• _Task details_:
Reproduce verbatim the part of the records that opens with the line containing "the blue shirt" and closes with the last line of the records, including both ends.

• _Stored data_:
..........
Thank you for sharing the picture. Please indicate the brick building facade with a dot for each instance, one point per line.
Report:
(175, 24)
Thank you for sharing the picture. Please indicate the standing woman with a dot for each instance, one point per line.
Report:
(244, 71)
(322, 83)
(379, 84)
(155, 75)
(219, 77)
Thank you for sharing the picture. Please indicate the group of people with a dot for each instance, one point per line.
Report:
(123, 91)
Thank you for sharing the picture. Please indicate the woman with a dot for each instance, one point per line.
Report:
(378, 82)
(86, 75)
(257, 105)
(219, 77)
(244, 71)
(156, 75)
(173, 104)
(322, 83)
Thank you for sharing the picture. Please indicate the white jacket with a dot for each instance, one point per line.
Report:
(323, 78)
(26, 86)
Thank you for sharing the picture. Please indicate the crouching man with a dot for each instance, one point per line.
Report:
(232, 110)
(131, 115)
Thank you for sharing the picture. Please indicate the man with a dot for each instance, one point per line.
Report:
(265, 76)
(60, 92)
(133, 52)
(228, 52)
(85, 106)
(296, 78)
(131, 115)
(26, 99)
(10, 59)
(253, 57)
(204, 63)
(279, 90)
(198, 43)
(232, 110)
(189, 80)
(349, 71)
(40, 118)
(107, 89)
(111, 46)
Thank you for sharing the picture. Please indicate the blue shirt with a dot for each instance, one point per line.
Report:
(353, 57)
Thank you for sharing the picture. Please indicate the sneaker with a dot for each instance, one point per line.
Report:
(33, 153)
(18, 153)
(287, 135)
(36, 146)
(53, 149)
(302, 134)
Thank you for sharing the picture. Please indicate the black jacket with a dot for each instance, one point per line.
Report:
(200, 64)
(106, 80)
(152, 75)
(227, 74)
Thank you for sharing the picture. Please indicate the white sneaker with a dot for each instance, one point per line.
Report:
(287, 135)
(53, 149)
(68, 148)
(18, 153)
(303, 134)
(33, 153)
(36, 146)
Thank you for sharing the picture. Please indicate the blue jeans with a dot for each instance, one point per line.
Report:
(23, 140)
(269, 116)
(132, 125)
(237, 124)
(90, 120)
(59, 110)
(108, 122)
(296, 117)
..........
• _Reply to the exercise_:
Thank you for sharing the picture. Please indicate the blue shirt with a dot for each instance, one point per line.
Report:
(353, 57)
Thank you for sharing the picture. Please indicate the sneaker with a dot for each instance, one point per line.
Report:
(33, 153)
(18, 153)
(287, 135)
(36, 146)
(53, 149)
(302, 134)
Thank you for sharing the picture. Please indicate the black jacket with a dot for each instance, one point per line.
Report:
(200, 64)
(106, 80)
(152, 75)
(227, 74)
Thank you for sharing the picture. Please indicate the white sneaker with a dot for each instance, one point per line.
Report:
(287, 135)
(53, 149)
(68, 148)
(18, 153)
(303, 134)
(33, 153)
(36, 146)
Thank you for sharing the picture. Please indicate the blue jeans with a dot for each instance, one point per line.
Report:
(23, 140)
(269, 116)
(132, 125)
(237, 124)
(90, 120)
(59, 110)
(108, 122)
(296, 117)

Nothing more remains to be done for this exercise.